Goal: Rewrite the stretch of lines from the one containing "point: blue stadium" through the one containing "Target: blue stadium seat", replacing "blue stadium seat" with "blue bleacher seat" and keeping everything else the same. Leave the pictures out of your answer.

Dataset content:
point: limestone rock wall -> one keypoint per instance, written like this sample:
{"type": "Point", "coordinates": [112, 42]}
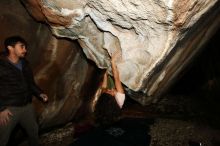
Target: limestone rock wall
{"type": "Point", "coordinates": [156, 39]}
{"type": "Point", "coordinates": [59, 65]}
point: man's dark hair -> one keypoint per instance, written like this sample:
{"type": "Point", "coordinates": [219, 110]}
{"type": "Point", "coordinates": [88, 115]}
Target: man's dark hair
{"type": "Point", "coordinates": [12, 41]}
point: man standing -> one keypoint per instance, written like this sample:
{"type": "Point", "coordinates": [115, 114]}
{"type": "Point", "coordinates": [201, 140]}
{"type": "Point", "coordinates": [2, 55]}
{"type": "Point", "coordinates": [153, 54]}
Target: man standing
{"type": "Point", "coordinates": [17, 86]}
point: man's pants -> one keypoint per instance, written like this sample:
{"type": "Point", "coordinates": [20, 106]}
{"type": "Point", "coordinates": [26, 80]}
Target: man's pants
{"type": "Point", "coordinates": [25, 116]}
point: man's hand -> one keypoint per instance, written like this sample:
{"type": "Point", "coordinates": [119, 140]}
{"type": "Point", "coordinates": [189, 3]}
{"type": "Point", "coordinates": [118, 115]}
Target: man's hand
{"type": "Point", "coordinates": [4, 116]}
{"type": "Point", "coordinates": [44, 97]}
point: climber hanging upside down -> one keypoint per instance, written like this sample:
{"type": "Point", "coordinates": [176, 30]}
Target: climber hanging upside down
{"type": "Point", "coordinates": [109, 104]}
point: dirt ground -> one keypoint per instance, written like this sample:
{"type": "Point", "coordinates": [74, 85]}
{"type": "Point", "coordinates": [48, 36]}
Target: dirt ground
{"type": "Point", "coordinates": [178, 121]}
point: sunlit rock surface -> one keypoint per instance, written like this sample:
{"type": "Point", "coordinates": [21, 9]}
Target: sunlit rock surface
{"type": "Point", "coordinates": [155, 39]}
{"type": "Point", "coordinates": [59, 65]}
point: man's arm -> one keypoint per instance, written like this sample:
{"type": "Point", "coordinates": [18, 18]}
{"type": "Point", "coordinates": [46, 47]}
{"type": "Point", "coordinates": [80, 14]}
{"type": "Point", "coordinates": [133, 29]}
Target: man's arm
{"type": "Point", "coordinates": [34, 87]}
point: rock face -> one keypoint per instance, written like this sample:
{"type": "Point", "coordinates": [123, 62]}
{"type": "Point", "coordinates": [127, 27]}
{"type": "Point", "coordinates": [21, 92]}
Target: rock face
{"type": "Point", "coordinates": [59, 65]}
{"type": "Point", "coordinates": [155, 39]}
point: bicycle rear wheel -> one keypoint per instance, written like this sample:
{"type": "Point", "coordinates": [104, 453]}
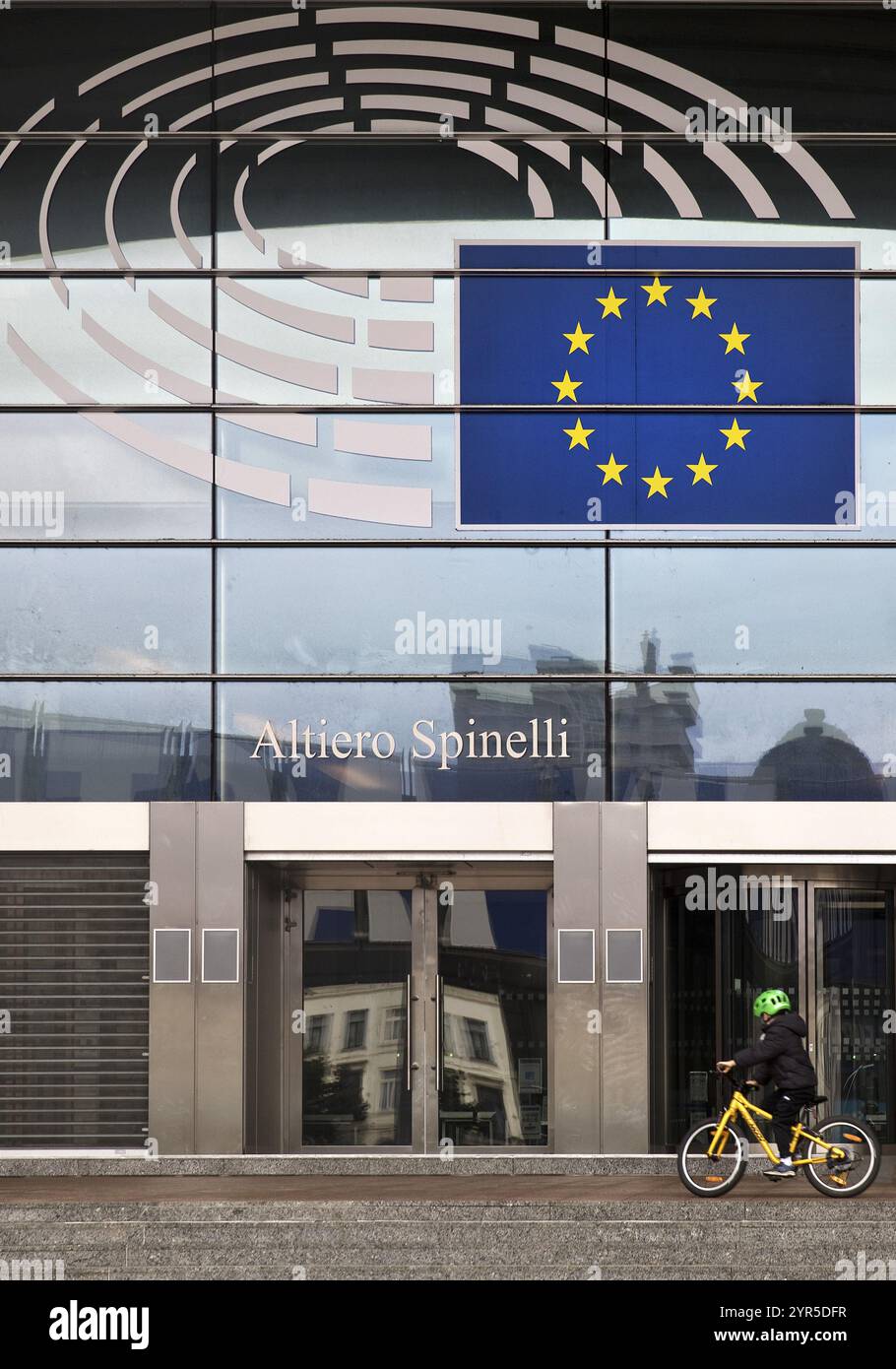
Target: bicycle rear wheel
{"type": "Point", "coordinates": [710, 1176]}
{"type": "Point", "coordinates": [853, 1175]}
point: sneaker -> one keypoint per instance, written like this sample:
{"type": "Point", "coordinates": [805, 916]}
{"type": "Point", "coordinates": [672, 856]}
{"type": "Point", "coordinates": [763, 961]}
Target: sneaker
{"type": "Point", "coordinates": [780, 1171]}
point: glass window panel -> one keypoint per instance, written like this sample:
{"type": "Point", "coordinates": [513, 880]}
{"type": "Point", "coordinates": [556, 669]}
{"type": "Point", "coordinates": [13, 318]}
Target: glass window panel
{"type": "Point", "coordinates": [745, 192]}
{"type": "Point", "coordinates": [84, 340]}
{"type": "Point", "coordinates": [301, 343]}
{"type": "Point", "coordinates": [520, 720]}
{"type": "Point", "coordinates": [104, 743]}
{"type": "Point", "coordinates": [108, 204]}
{"type": "Point", "coordinates": [101, 613]}
{"type": "Point", "coordinates": [812, 40]}
{"type": "Point", "coordinates": [330, 203]}
{"type": "Point", "coordinates": [298, 477]}
{"type": "Point", "coordinates": [422, 611]}
{"type": "Point", "coordinates": [69, 476]}
{"type": "Point", "coordinates": [769, 610]}
{"type": "Point", "coordinates": [692, 740]}
{"type": "Point", "coordinates": [95, 60]}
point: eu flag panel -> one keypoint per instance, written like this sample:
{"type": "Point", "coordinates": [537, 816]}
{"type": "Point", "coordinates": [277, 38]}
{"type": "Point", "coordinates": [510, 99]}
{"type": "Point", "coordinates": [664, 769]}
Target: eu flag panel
{"type": "Point", "coordinates": [743, 341]}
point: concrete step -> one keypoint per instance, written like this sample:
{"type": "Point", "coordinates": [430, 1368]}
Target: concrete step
{"type": "Point", "coordinates": [450, 1241]}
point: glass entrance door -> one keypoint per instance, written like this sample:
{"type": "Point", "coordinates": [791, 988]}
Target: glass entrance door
{"type": "Point", "coordinates": [355, 992]}
{"type": "Point", "coordinates": [416, 1016]}
{"type": "Point", "coordinates": [829, 945]}
{"type": "Point", "coordinates": [491, 1027]}
{"type": "Point", "coordinates": [853, 971]}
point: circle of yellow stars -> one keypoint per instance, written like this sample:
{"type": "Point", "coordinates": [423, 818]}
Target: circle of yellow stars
{"type": "Point", "coordinates": [745, 386]}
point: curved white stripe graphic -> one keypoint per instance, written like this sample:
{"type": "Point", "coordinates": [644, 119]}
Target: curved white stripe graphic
{"type": "Point", "coordinates": [46, 252]}
{"type": "Point", "coordinates": [189, 249]}
{"type": "Point", "coordinates": [27, 127]}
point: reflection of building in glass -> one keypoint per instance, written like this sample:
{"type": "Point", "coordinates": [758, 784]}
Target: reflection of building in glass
{"type": "Point", "coordinates": [354, 1052]}
{"type": "Point", "coordinates": [64, 755]}
{"type": "Point", "coordinates": [815, 760]}
{"type": "Point", "coordinates": [654, 725]}
{"type": "Point", "coordinates": [492, 958]}
{"type": "Point", "coordinates": [480, 1102]}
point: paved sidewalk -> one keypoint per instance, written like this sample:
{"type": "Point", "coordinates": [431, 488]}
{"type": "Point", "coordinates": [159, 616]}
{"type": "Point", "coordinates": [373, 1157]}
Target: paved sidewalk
{"type": "Point", "coordinates": [405, 1189]}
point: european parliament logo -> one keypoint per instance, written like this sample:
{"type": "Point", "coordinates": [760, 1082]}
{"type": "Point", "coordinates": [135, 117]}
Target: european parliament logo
{"type": "Point", "coordinates": [786, 336]}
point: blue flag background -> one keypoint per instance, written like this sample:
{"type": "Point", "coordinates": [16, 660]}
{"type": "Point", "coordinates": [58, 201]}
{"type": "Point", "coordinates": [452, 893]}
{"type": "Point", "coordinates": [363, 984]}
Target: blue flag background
{"type": "Point", "coordinates": [541, 470]}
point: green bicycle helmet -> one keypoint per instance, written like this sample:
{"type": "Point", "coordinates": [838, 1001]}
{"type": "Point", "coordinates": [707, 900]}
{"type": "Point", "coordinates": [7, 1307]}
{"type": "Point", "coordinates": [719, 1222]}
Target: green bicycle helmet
{"type": "Point", "coordinates": [770, 1001]}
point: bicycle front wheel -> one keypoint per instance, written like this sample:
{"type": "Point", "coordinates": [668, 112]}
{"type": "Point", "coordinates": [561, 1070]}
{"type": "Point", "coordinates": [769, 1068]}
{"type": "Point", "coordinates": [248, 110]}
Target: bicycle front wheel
{"type": "Point", "coordinates": [710, 1176]}
{"type": "Point", "coordinates": [849, 1175]}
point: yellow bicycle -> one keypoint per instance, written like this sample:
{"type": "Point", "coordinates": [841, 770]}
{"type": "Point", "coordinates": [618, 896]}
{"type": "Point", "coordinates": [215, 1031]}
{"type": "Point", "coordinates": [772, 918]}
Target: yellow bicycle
{"type": "Point", "coordinates": [840, 1155]}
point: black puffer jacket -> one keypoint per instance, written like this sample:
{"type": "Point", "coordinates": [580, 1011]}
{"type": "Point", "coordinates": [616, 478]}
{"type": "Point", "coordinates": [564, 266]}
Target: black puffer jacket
{"type": "Point", "coordinates": [780, 1054]}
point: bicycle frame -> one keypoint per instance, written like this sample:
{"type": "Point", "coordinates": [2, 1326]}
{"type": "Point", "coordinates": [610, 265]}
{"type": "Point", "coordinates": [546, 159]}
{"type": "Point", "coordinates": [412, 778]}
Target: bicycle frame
{"type": "Point", "coordinates": [740, 1106]}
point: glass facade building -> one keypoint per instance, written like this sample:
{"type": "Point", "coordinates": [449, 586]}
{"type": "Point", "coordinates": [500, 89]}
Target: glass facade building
{"type": "Point", "coordinates": [235, 576]}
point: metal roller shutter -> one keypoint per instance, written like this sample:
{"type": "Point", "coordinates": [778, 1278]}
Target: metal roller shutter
{"type": "Point", "coordinates": [74, 997]}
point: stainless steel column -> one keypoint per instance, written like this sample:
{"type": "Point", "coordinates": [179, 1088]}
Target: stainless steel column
{"type": "Point", "coordinates": [219, 1007]}
{"type": "Point", "coordinates": [171, 1007]}
{"type": "Point", "coordinates": [624, 1035]}
{"type": "Point", "coordinates": [196, 1029]}
{"type": "Point", "coordinates": [576, 1052]}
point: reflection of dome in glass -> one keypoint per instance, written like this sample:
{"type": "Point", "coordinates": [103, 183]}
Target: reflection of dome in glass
{"type": "Point", "coordinates": [815, 760]}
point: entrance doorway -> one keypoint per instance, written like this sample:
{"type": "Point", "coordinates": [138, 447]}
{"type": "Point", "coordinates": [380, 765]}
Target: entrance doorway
{"type": "Point", "coordinates": [724, 934]}
{"type": "Point", "coordinates": [396, 1010]}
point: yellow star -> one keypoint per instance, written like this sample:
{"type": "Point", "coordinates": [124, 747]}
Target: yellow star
{"type": "Point", "coordinates": [611, 470]}
{"type": "Point", "coordinates": [735, 435]}
{"type": "Point", "coordinates": [702, 470]}
{"type": "Point", "coordinates": [701, 304]}
{"type": "Point", "coordinates": [735, 340]}
{"type": "Point", "coordinates": [611, 302]}
{"type": "Point", "coordinates": [577, 340]}
{"type": "Point", "coordinates": [656, 292]}
{"type": "Point", "coordinates": [747, 388]}
{"type": "Point", "coordinates": [566, 388]}
{"type": "Point", "coordinates": [579, 435]}
{"type": "Point", "coordinates": [657, 484]}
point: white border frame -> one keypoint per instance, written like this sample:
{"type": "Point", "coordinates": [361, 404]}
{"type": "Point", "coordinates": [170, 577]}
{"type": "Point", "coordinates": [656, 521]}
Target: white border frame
{"type": "Point", "coordinates": [647, 527]}
{"type": "Point", "coordinates": [632, 931]}
{"type": "Point", "coordinates": [203, 979]}
{"type": "Point", "coordinates": [589, 931]}
{"type": "Point", "coordinates": [189, 954]}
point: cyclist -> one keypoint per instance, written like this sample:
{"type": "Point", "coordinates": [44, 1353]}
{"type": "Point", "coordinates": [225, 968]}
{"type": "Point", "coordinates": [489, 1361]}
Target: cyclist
{"type": "Point", "coordinates": [780, 1056]}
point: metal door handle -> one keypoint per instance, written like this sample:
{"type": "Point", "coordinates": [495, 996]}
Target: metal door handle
{"type": "Point", "coordinates": [439, 1034]}
{"type": "Point", "coordinates": [408, 1041]}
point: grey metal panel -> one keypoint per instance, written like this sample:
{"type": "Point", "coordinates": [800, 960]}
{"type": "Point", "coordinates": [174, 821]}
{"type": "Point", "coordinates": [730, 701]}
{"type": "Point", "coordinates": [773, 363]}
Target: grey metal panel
{"type": "Point", "coordinates": [219, 1008]}
{"type": "Point", "coordinates": [575, 1080]}
{"type": "Point", "coordinates": [625, 1021]}
{"type": "Point", "coordinates": [171, 1007]}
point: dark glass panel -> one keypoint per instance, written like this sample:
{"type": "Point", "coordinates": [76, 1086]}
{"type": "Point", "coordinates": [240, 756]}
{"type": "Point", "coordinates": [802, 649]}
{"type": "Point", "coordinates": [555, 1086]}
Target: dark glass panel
{"type": "Point", "coordinates": [692, 740]}
{"type": "Point", "coordinates": [492, 961]}
{"type": "Point", "coordinates": [516, 725]}
{"type": "Point", "coordinates": [758, 613]}
{"type": "Point", "coordinates": [355, 969]}
{"type": "Point", "coordinates": [104, 743]}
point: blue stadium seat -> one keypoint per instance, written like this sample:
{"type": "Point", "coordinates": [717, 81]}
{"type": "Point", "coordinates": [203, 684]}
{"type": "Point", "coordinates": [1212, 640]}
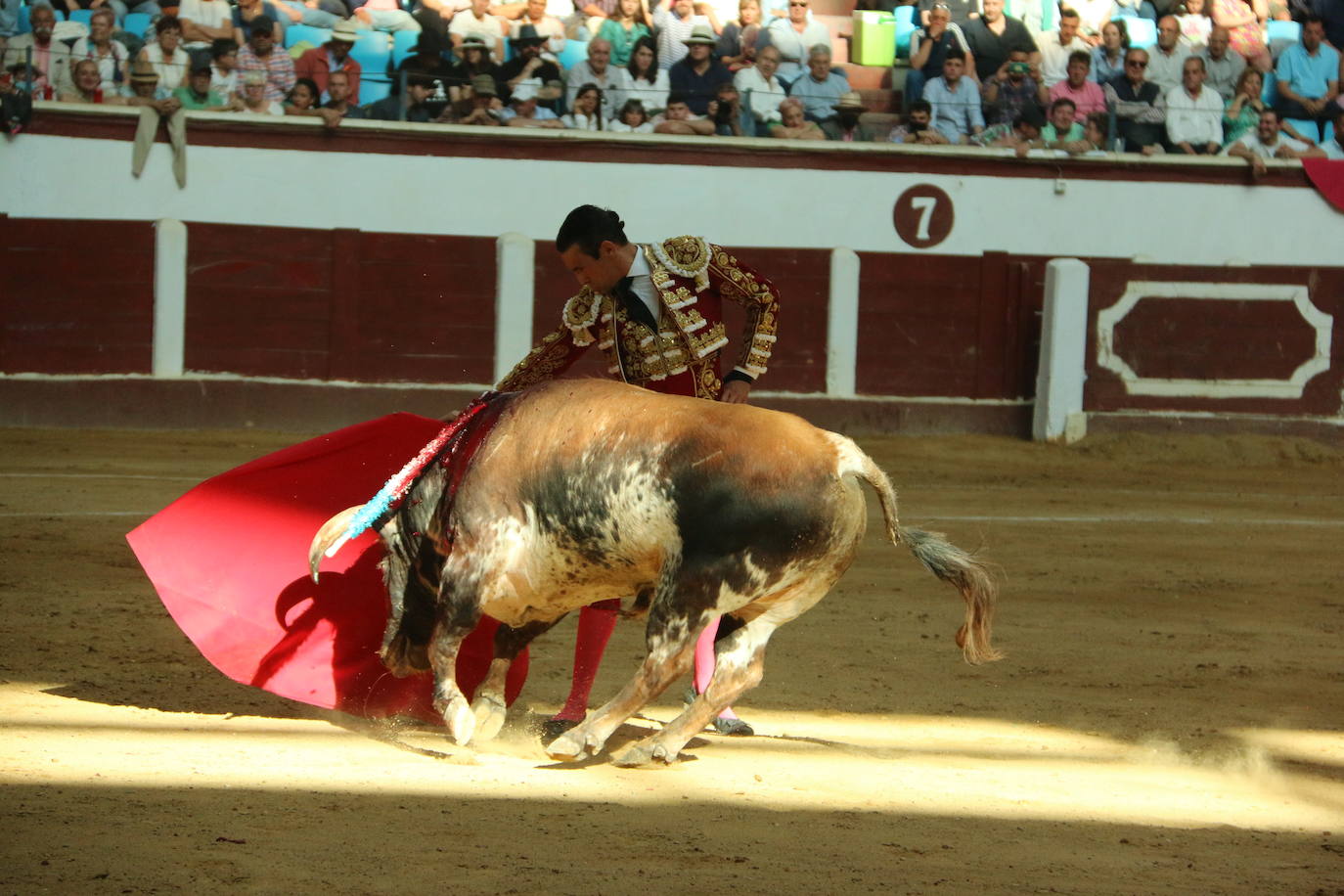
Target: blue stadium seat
{"type": "Point", "coordinates": [1142, 32]}
{"type": "Point", "coordinates": [373, 53]}
{"type": "Point", "coordinates": [137, 23]}
{"type": "Point", "coordinates": [295, 34]}
{"type": "Point", "coordinates": [403, 45]}
{"type": "Point", "coordinates": [373, 89]}
{"type": "Point", "coordinates": [574, 53]}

Expected answer:
point: blue bleacher seat -> one keypoint per instance, written like this sample:
{"type": "Point", "coordinates": [717, 81]}
{"type": "Point", "coordinates": [203, 684]}
{"type": "Point", "coordinates": [1212, 640]}
Target: blue bleacher seat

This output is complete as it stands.